─── DATA SECTION

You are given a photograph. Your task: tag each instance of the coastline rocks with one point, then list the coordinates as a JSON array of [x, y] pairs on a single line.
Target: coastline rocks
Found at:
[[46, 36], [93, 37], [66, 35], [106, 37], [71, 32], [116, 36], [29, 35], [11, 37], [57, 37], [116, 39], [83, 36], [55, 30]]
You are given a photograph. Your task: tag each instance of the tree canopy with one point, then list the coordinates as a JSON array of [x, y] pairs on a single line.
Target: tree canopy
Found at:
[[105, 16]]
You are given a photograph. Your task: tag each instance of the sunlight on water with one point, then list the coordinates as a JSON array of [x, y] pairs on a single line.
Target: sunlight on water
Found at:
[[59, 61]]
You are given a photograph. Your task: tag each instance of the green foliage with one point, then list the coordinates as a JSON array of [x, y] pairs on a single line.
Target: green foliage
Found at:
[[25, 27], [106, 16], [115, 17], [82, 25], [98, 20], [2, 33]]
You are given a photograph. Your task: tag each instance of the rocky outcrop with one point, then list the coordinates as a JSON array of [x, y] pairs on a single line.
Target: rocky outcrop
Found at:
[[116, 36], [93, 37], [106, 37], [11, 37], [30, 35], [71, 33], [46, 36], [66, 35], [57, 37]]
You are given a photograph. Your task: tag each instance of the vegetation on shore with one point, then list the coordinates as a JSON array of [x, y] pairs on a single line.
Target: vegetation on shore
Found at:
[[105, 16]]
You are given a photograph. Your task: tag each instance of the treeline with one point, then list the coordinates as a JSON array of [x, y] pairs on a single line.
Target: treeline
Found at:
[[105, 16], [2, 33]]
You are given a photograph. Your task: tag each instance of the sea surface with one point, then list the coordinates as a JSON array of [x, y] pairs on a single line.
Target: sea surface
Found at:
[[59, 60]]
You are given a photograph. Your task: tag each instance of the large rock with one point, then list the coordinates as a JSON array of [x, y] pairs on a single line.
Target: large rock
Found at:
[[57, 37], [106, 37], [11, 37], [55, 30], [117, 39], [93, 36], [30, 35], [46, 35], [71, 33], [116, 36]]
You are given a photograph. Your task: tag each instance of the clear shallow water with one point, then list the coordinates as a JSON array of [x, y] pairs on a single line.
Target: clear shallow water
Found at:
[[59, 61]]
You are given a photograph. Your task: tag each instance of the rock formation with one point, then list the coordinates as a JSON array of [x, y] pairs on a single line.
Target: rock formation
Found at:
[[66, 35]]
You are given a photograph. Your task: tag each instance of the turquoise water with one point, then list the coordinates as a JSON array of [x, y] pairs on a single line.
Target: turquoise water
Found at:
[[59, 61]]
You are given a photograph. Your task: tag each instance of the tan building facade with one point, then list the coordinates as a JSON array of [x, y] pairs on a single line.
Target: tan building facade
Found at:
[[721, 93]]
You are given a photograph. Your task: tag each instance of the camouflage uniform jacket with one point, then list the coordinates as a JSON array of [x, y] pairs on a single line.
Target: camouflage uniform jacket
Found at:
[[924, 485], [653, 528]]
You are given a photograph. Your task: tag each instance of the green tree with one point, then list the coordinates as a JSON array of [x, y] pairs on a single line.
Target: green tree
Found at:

──────

EXERCISE DIRECTIONS: Please restate every line of the records exactly.

FINAL ANSWER:
You are given a photograph. Your task: tag each instance of the coastline rocks with one point, then list the coordinates as a JSON array of [x, y] pairs on a single line.
Target: coastline rocks
Found at:
[[46, 36], [93, 37], [66, 35], [106, 37], [71, 32], [116, 36], [29, 35], [11, 37], [57, 37], [116, 39], [83, 36], [55, 30]]
You are given a photograph. Your task: tag each instance of the tree canopy with one point, then list the coordinates as a JSON array of [x, y] pairs on a single line.
Target: tree canopy
Found at:
[[105, 16]]
You are given a photograph. Your task: tag each instance of the sunlight on water with one point, then list the coordinates as a JSON array of [x, y] pairs on a single line.
Target: sunlight on water
Found at:
[[59, 61]]
You are given a photograph. Your task: tag each instance of the green foliage with one point, then list the coordinates as a JSON array of [x, y] pairs on a single line.
Target: green foliage
Found at:
[[25, 27], [106, 16], [115, 17], [82, 25], [98, 20], [2, 33]]
You are given a photograph. Your task: tag each instance of the rocky outcrop with one point, then list the coordinates as a JSON array of [x, y] pairs on a single line.
Target: rocky outcrop
Found at:
[[116, 36], [93, 37], [106, 37], [11, 37], [30, 35], [71, 33], [46, 36], [66, 35], [57, 37]]
You are given a photograph. Your task: tag each instance of the vegetation on shore with one point, then list the coordinates as a JSON array of [x, y] pairs on a single line.
Target: vegetation on shore
Found at:
[[105, 16]]
You are given a photograph. Your task: tag each instance of the treeline with one point, then list the coordinates as a JSON array of [x, y] pairs on a single line.
Target: treeline
Found at:
[[105, 16], [2, 33]]
You are given a photograph. Your task: tag each instance of the sea surface with one point, then list the coordinates as a JSON array of [x, y] pairs on a single line.
Target: sea surface
Found at:
[[59, 60]]
You are given a photograph. Your task: tag each instance of the large rock with one point, then list the coordinates as a JSON array of [x, y] pairs on a single line.
Target: large rock
Found at:
[[57, 37], [106, 37], [11, 37], [55, 30], [117, 39], [93, 36], [30, 35], [46, 35], [71, 33], [116, 36]]
You are given a photograph. Your task: tag each instance of the clear shallow water with one point, then list the coordinates as a JSON array of [x, y] pairs on a single line.
Target: clear shallow water
Found at:
[[59, 61]]
You are given a photograph. Your task: tag each instance of the rock formation with one point, then list the coordinates as a JSON array of [x, y] pairs on a single line.
Target: rock formation
Found at:
[[66, 35]]
You are given a photograph. Your task: tag each instance of the turquoise water with one point, then list the coordinates as a JSON array of [x, y] pairs on a single line.
Target: turquoise water
Found at:
[[59, 61]]
You are given a photograph. Your task: tag each instance of the tan building facade with one point, then list the coordinates as a JSON array of [x, y] pairs on a single line.
Target: tan building facade
Found at:
[[721, 93]]
You are given a photograph. Your task: tag each instance of the camouflage uniform jacket with one point, then list the coordinates as a JSON array of [x, y] pairs on a single line.
Target: camouflage uniform jacket
Found at:
[[924, 485], [653, 528]]
You are given a photograph. Your task: tag each instance of the green tree with one point, then list the coordinates as a JSON array of [x, y] pairs on a single line.
Target: green tree
Found at:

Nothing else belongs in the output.